# [Available records]
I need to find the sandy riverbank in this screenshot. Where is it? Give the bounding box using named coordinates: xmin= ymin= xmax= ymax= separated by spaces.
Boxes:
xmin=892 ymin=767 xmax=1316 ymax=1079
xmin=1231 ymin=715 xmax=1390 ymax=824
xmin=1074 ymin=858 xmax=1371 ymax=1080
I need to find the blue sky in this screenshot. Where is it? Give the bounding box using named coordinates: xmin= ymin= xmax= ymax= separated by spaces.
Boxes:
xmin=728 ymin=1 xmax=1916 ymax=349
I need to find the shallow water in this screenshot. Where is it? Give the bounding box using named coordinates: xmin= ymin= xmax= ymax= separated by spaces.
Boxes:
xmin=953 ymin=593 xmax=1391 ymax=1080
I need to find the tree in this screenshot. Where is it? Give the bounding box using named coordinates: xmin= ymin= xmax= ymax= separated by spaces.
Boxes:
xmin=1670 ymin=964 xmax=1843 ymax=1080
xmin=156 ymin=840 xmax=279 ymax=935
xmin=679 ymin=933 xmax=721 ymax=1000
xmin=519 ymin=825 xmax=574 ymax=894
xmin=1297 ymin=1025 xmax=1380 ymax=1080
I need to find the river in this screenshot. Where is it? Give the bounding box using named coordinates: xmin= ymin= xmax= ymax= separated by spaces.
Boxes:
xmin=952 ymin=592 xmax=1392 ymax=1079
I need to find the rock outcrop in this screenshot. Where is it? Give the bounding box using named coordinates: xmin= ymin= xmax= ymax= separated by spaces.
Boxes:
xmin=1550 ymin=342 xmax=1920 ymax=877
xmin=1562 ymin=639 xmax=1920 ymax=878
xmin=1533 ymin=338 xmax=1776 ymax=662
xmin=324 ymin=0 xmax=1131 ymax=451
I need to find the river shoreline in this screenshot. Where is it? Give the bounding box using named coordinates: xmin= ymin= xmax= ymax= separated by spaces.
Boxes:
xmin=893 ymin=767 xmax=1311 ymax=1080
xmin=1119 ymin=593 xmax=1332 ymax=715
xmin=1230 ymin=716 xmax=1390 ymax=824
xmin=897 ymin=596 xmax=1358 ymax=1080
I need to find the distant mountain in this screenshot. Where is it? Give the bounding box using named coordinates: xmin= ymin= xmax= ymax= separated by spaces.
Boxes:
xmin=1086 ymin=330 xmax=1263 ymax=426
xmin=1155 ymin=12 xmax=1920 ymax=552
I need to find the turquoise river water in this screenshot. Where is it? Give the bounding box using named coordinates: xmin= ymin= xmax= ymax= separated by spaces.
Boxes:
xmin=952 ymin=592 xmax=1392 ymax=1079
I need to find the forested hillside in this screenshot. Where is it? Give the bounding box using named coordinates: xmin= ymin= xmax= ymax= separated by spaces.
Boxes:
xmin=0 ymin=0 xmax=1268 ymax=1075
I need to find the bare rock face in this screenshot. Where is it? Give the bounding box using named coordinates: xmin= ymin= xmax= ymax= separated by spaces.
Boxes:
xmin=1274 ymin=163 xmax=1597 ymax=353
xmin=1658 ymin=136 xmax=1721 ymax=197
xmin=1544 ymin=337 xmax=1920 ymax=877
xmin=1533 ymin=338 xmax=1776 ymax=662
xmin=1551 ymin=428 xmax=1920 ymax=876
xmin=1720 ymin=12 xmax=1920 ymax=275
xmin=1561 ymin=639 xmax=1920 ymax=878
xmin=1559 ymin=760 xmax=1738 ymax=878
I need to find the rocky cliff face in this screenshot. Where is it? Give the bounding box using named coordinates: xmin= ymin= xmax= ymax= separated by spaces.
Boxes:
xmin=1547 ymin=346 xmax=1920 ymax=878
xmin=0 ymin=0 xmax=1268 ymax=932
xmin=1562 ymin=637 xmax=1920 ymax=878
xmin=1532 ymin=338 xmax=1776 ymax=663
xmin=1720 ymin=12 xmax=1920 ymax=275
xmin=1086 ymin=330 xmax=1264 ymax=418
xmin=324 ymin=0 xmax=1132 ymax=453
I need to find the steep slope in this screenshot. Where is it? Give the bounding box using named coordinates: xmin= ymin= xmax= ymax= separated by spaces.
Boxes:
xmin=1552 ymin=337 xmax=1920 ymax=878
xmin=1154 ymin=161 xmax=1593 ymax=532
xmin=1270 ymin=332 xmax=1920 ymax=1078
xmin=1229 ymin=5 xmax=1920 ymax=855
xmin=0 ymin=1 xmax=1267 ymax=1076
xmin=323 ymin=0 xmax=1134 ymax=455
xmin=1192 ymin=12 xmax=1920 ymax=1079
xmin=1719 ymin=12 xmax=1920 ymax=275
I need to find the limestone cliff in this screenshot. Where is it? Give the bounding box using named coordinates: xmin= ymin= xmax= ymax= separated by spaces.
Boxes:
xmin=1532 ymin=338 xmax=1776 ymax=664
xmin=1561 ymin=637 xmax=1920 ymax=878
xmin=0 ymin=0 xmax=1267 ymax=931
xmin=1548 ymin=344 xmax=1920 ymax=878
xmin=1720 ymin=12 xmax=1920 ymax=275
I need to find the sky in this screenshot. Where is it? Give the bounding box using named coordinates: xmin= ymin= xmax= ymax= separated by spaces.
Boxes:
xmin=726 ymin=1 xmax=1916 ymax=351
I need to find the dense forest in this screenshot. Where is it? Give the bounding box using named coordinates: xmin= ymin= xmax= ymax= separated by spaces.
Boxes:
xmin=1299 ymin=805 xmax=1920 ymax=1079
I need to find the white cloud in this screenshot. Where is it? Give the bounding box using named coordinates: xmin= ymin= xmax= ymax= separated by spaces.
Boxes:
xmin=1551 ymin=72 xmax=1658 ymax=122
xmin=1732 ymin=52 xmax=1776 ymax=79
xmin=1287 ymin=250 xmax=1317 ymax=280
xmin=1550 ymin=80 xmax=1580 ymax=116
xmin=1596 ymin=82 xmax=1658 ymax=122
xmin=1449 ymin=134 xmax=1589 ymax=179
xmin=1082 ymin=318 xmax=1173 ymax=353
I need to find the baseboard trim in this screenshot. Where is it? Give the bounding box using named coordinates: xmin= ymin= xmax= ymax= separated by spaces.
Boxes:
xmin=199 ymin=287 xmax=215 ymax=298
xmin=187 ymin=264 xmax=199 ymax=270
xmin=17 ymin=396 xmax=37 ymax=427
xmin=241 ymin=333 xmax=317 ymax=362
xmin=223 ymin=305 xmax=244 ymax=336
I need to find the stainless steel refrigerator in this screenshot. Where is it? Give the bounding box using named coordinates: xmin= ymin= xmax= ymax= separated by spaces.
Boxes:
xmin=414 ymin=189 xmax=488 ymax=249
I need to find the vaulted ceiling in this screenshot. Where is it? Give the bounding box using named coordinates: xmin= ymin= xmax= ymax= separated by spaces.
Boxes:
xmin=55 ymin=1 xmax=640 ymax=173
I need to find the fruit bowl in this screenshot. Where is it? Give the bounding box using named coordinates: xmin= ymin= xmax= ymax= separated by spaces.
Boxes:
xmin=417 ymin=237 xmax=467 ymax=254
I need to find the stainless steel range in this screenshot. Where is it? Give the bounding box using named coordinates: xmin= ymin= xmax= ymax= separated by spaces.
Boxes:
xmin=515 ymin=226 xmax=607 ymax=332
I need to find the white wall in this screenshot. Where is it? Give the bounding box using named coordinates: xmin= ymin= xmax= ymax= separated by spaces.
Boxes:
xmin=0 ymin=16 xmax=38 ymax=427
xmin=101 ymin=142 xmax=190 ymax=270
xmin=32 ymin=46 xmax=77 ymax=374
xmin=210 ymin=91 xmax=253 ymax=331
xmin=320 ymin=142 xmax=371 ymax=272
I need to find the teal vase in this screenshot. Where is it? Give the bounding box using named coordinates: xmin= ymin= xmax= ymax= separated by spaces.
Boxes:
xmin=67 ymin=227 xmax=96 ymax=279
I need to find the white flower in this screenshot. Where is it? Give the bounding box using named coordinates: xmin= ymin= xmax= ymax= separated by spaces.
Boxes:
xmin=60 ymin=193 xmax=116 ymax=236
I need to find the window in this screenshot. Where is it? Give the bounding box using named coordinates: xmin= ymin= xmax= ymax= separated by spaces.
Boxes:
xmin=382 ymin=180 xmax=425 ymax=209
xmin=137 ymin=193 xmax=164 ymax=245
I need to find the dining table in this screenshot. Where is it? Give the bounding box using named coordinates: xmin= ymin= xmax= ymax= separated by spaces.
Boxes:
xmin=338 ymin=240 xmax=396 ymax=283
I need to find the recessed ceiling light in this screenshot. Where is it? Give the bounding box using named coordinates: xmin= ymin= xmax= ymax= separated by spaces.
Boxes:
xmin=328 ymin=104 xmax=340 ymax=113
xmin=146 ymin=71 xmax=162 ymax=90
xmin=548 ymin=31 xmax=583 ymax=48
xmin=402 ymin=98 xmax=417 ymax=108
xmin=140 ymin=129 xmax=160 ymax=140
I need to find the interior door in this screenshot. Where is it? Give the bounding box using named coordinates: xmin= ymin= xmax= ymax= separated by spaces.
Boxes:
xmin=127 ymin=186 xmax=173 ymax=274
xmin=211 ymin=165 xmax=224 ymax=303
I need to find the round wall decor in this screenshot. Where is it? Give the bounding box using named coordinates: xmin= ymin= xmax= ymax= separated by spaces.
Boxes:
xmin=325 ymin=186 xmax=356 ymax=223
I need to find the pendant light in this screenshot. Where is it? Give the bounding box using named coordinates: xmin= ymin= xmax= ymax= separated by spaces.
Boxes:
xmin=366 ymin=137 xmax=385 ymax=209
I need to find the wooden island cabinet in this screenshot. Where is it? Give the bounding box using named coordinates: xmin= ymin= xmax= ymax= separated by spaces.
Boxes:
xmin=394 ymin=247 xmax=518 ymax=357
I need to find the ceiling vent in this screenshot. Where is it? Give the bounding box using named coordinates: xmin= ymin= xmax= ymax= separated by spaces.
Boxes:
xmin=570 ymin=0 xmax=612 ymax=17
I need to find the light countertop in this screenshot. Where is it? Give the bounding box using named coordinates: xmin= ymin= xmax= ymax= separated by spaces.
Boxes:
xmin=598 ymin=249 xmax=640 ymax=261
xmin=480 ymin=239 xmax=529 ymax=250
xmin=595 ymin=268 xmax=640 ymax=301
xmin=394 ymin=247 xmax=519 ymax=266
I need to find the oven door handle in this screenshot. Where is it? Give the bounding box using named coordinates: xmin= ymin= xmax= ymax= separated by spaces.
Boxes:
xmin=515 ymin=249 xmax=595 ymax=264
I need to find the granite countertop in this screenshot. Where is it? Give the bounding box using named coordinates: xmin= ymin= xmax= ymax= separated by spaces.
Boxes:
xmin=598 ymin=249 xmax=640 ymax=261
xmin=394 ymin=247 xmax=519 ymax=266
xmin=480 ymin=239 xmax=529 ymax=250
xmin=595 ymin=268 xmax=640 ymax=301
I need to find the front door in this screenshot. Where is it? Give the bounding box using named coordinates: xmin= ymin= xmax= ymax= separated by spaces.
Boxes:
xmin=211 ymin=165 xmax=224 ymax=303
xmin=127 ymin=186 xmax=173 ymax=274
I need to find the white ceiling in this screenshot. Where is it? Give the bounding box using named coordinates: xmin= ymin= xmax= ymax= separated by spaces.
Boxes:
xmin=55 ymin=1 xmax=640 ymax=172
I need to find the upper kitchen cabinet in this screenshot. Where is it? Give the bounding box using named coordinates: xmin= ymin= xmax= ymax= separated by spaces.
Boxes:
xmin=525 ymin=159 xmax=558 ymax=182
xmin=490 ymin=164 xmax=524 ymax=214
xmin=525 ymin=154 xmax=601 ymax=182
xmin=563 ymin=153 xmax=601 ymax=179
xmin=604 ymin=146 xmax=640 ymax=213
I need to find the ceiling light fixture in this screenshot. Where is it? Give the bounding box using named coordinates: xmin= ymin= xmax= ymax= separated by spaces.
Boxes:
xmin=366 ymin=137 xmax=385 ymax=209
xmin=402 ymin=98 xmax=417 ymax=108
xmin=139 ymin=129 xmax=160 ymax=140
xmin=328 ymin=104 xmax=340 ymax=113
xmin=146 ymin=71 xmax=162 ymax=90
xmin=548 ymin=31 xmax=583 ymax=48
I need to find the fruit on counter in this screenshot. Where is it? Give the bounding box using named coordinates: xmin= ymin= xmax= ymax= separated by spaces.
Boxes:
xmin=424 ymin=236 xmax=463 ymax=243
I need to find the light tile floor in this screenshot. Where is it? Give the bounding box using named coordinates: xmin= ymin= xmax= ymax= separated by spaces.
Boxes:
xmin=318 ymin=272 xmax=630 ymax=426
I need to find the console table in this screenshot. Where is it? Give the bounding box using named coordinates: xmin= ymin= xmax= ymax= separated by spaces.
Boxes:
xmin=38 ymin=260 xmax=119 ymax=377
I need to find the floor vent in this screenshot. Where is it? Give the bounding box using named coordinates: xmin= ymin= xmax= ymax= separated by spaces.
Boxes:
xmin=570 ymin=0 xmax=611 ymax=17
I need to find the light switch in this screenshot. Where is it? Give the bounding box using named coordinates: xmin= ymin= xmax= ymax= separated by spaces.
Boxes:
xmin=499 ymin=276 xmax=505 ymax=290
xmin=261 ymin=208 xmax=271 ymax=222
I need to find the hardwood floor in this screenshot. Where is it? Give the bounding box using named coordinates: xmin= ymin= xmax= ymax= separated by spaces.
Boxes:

# [Exercise objective]
For the string "steel", show each line of the entries above where it occurs.

# [Result below]
I need to find the stainless steel refrigerator in this screenshot. Where is it? Give the bounding box using named coordinates: xmin= ymin= xmax= ymax= separated by spaces.
I need to find the stainless steel range in this screenshot. Where is it? Give the bounding box using named coordinates: xmin= ymin= xmax= ymax= separated by spaces.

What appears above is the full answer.